▶ [Your instructions]
Retype exactly the lines that run from the line with "Q: Locate the distant" to the final line of the entries, keeping both ends and nothing else.

▶ [Supplied data]
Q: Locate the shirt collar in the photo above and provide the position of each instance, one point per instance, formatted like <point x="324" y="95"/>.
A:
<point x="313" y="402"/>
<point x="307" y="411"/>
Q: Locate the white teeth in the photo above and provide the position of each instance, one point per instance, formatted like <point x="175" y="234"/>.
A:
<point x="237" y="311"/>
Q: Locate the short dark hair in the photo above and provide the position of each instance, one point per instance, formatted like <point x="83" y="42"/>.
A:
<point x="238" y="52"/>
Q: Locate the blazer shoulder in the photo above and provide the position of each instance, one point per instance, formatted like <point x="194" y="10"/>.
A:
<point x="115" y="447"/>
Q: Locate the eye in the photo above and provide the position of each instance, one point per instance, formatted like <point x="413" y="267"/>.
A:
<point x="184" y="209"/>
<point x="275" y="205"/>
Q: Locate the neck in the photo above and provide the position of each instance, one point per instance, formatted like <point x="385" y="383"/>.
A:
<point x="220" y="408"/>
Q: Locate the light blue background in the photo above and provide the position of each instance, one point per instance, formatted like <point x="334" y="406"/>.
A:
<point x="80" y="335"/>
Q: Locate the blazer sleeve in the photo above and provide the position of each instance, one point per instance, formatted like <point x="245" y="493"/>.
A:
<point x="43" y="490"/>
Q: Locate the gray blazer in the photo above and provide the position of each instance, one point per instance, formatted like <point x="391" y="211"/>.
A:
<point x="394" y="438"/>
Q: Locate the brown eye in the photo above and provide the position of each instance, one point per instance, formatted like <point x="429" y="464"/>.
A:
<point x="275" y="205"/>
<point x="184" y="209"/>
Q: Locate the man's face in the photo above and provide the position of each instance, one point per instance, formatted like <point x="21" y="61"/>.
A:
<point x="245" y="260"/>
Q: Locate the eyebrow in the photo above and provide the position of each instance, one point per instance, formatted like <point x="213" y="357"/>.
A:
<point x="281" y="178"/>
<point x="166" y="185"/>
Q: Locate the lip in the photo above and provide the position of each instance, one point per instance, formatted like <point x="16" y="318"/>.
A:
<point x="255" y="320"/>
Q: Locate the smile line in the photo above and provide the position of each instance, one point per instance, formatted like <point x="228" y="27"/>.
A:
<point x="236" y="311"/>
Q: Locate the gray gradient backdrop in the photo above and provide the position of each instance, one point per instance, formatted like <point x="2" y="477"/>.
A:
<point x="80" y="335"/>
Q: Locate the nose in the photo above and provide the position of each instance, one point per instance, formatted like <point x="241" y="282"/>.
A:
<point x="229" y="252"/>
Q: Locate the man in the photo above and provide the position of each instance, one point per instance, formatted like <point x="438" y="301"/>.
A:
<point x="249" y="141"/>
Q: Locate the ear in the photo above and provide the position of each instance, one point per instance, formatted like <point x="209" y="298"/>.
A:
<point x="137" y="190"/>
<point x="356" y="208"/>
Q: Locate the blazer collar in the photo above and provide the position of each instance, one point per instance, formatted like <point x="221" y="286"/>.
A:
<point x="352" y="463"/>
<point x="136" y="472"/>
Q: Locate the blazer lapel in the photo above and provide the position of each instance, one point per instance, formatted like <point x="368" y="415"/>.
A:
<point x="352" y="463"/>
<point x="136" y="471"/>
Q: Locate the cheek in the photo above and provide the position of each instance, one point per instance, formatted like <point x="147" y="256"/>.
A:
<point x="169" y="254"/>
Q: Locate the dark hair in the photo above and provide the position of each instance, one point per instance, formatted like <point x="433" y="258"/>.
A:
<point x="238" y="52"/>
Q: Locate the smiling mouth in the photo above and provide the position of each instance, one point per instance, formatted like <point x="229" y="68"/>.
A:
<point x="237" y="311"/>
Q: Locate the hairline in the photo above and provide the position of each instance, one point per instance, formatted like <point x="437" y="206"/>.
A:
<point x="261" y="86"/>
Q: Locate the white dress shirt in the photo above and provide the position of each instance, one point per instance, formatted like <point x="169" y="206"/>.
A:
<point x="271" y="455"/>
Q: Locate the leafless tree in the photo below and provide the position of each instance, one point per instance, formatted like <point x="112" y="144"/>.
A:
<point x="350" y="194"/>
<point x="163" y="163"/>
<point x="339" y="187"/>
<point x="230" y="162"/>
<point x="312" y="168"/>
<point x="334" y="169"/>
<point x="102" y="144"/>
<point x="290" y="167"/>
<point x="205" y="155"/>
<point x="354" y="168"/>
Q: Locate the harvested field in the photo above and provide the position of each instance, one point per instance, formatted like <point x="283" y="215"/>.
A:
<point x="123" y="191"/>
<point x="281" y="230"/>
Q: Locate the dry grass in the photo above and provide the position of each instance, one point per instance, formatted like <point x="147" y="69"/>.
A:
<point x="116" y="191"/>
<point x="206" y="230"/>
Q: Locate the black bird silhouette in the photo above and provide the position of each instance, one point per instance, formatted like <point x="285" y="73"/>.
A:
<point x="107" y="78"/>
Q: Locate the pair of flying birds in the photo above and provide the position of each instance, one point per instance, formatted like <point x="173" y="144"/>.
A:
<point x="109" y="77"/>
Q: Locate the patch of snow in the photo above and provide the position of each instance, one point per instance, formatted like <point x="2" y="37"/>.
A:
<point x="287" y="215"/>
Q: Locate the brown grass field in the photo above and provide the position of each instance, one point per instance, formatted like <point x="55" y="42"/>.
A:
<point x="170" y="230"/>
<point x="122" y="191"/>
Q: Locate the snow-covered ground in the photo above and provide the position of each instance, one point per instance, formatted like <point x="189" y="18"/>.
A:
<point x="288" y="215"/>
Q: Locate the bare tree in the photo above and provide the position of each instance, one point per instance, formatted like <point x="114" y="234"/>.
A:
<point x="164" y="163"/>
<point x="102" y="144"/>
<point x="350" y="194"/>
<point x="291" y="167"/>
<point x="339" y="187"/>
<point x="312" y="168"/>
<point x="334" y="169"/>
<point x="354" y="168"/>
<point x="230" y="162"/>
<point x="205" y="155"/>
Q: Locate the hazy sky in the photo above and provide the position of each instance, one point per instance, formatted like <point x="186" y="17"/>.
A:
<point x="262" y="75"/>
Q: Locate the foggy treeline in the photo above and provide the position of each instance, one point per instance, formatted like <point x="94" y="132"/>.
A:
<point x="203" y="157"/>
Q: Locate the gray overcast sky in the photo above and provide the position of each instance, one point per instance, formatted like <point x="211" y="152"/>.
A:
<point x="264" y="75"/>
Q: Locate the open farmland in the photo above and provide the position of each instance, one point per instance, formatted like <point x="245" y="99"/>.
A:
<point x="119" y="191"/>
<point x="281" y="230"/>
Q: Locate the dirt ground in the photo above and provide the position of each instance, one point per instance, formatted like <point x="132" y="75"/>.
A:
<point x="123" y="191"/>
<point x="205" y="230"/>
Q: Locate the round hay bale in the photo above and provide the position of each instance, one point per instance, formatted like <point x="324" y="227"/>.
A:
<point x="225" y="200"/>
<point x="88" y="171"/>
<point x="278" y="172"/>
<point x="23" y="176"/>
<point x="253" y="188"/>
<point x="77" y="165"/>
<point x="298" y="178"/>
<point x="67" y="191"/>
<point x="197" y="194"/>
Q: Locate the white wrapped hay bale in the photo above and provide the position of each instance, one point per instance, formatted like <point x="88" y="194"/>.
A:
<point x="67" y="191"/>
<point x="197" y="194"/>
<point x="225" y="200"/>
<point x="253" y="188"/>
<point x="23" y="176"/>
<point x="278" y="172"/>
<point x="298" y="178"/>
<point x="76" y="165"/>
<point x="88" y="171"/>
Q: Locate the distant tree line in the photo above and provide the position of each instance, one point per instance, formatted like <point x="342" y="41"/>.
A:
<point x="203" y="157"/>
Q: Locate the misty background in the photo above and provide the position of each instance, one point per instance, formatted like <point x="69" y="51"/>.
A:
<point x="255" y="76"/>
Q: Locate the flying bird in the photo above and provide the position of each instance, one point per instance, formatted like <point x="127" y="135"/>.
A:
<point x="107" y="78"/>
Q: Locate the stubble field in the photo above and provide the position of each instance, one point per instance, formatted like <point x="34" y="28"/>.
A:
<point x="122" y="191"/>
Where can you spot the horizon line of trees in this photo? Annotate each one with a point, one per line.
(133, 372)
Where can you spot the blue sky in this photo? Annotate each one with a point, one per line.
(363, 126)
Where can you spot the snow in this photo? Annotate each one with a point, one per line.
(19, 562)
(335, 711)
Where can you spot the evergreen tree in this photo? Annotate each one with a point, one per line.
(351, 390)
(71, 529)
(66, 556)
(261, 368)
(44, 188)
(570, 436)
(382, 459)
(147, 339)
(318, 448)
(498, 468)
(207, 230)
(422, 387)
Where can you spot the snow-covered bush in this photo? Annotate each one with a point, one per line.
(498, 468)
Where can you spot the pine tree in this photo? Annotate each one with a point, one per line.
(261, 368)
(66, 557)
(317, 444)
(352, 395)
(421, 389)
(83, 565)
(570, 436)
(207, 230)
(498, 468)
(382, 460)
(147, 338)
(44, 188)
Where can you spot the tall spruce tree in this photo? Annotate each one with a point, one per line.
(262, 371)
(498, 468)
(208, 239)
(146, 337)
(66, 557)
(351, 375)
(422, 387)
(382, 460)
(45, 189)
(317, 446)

▶ [Solution]
Q: Locate the distant tree line in the photo above and provide the position of each instance, one point per instance, formatted like <point x="342" y="41"/>.
A:
<point x="203" y="157"/>
Q: Locate the misty background in the photo above and provide the position of each instance, one point per instance, formatted like <point x="69" y="51"/>.
A:
<point x="255" y="76"/>
Q: Locate the flying bird in the photo above and provide the position of each instance, one point per instance, formatted like <point x="127" y="135"/>.
A:
<point x="107" y="78"/>
Q: Locate the stubble field in the photo above and provide the position of each instance, one point per instance, formatted like <point x="34" y="28"/>.
A:
<point x="122" y="191"/>
Where can you spot the horizon line of trees in this photo? Annotate each one with a point, one per line.
(133, 372)
Where can you spot the blue sky in this photo? Annotate each one with a point, one per line.
(363, 126)
Where can you spot the snow in this photo? Annotate each one with a point, one per line.
(19, 562)
(335, 711)
Where can you spot the evergreen tree in this photo? Annotate each one with a point, one per line.
(351, 390)
(71, 529)
(66, 556)
(261, 368)
(44, 188)
(570, 436)
(382, 459)
(147, 339)
(318, 448)
(498, 468)
(207, 230)
(422, 387)
Where can you spot the snow-covered bush in this photo? Annotate each one with a point, one per line.
(498, 468)
Where can you spot the pine tree in this photo? Annotate each one with a point, one per line.
(261, 368)
(66, 557)
(317, 444)
(352, 395)
(421, 389)
(83, 565)
(570, 436)
(207, 230)
(498, 468)
(382, 460)
(147, 338)
(44, 188)
Where can you spot the tall spruce tree in this photo? Annotate each one with a point, one per line.
(262, 371)
(498, 468)
(208, 239)
(146, 337)
(66, 557)
(351, 375)
(422, 387)
(382, 460)
(45, 189)
(317, 446)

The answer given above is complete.